Text:
BRIEF RESEARCH REPORT article
Inverse Correlation Between Distress and Performance in the Medical Rescuers Against COVID-19 in Wuhan
- Department of Stress Medicine, Institute of Basic Medical Sciences, Academy of Military Medical Sciences, Beijing, China
Background: During the COVID-19 pandemic, the Chinese government had transferred many medical rescuers to Wuhan, which provided effective support in disease control. The high-intensity working and mental stress during rescue could induce distress and negatively impact the performance of rescuer afterward.
Materials and Methods: To identify the characteristics of stress load and its possible effects on performance, the study surveyed 90 medical rescuers in Wuhan using a mobile phone–based self-rated questionnaire.
Results: The results showed an existence of universal but mostly mild distress in rescuers. About 95.6% of the participants reported that they had at least one symptom of distress, whereas, the median scores were <30 (100 as max). Compared with civilian rescuers, a higher proportion of working with immediate virus contact was found in military medical rescuers (P = 0.008); however, no statistical differences of stress load were found between civilians and militaries. The rescuers with positive cognition or good psychological preparation were found having lower stress loads than other rescuers. An inverse correlation between the stress load and performance (R = −0.24, P = 0.023) and a positive correlation between social support and working performance (R = 0.349, P = 0.001) were found in our survey, suggesting the possible negative effects of stress and the beneficial effects of social support on performance.
Conclusion: Our study indicated that more attention should be paid to the distress of medical rescuers against COVID-19. Positive cognitions, good psychological preparations, and sufficient social support would be necessary to reduce the distress and improve the performance in COVID-19 rescue.
Since January 2020, a severe outbreak of the coronavirus disease in Wuhan has caused over 80,000 infectors in China (1). In order to provide effective medical support for controlling COVID-19, the Chinese government had mobilized and transferred more than 30,000 medical rescuers to Wuhan from January to April in 2020. These actions with other feasible strategies were proved to be very efficient since the pandemic has already been well-controlled in China, and all medical rescuers have already left Wuhan before May 2020. During the antipandemic rescue, these members of the medical staff have suffered both high-intensity work and high-pressure mental stress, which could lead to a variety of distress injuries and harm the performance of rescuers to some extent (2, 3). The information of distress and performance in medical rescuers is not only important in guiding the psychological intervention for those rescuers with mental problems but also beneficial for the country to modify the pandemic coping strategies (4, 5).

(Data entries)
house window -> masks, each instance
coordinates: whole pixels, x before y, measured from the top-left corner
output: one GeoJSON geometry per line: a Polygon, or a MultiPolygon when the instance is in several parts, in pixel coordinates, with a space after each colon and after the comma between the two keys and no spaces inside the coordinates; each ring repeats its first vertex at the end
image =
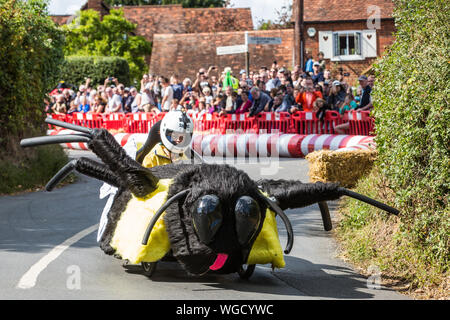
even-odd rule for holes
{"type": "Polygon", "coordinates": [[[377,57],[376,30],[319,31],[319,51],[331,61],[361,61],[377,57]]]}
{"type": "Polygon", "coordinates": [[[334,56],[361,56],[361,32],[334,32],[334,56]]]}

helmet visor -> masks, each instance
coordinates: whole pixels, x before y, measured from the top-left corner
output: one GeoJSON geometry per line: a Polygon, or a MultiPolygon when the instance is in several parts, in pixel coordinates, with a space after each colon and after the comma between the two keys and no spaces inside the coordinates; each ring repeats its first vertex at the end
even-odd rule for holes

Parts of the exercise:
(a) According to the research report on medical rescuers in Wuhan, how many medical rescuers did the Chinese government transfer to Wuhan from January to April 2020?
(b) From the research report on medical rescuers in Wuhan, reproduce the passage from "Materials and Methods: To" up to and including "phone–based self-rated questionnaire.".

Answers by item number:
(a) More than 30,000.

(b)
Materials and Methods: To identify the characteristics of stress load and its possible effects on performance, the study surveyed 90 medical rescuers in Wuhan using a mobile phone–based self-rated questionnaire.